Objective: Count how many lines in the records that follow contain the string "below", matching case exactly. Reply with the number only.

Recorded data

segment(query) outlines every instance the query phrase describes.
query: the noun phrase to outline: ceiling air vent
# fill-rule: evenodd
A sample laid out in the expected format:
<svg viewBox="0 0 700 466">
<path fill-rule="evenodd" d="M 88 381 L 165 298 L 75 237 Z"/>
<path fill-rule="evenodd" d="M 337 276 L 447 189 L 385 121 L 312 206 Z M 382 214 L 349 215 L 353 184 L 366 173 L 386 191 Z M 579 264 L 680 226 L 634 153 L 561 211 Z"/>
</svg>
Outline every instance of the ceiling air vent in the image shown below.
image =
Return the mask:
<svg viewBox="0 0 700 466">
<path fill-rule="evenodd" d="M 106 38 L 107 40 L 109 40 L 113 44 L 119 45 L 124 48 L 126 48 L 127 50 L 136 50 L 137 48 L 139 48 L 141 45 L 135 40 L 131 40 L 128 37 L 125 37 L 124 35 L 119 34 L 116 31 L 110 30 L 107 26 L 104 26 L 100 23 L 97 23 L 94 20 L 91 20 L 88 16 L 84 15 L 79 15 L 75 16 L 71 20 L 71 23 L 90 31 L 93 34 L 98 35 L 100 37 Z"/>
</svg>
* * *
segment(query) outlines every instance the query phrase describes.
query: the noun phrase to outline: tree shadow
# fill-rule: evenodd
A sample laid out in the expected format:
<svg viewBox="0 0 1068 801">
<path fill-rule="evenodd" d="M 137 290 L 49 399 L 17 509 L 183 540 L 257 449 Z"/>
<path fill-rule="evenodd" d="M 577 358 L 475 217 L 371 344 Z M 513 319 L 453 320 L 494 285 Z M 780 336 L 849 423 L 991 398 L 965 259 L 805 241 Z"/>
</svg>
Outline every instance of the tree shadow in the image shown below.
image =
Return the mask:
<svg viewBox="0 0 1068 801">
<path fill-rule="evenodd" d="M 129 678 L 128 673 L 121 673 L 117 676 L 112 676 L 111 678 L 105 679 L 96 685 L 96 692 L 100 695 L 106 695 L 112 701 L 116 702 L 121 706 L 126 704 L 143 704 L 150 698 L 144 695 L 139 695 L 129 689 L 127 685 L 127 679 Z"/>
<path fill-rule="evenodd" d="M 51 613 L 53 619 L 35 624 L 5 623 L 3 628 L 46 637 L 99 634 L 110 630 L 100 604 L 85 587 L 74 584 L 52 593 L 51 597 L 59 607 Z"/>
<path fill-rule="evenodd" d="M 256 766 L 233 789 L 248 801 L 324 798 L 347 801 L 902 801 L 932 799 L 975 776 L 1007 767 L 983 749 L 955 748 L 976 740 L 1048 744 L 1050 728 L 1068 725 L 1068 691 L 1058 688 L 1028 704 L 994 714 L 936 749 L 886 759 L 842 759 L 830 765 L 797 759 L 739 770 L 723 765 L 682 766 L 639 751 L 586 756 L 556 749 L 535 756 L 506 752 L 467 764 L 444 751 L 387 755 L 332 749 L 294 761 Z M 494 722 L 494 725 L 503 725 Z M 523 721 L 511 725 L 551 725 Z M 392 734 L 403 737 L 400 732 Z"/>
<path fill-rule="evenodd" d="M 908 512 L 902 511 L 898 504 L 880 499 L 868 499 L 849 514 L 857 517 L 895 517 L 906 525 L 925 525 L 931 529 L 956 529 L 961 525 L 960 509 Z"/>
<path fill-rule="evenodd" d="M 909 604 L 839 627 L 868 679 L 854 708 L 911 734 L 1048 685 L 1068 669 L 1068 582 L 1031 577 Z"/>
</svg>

Result: 2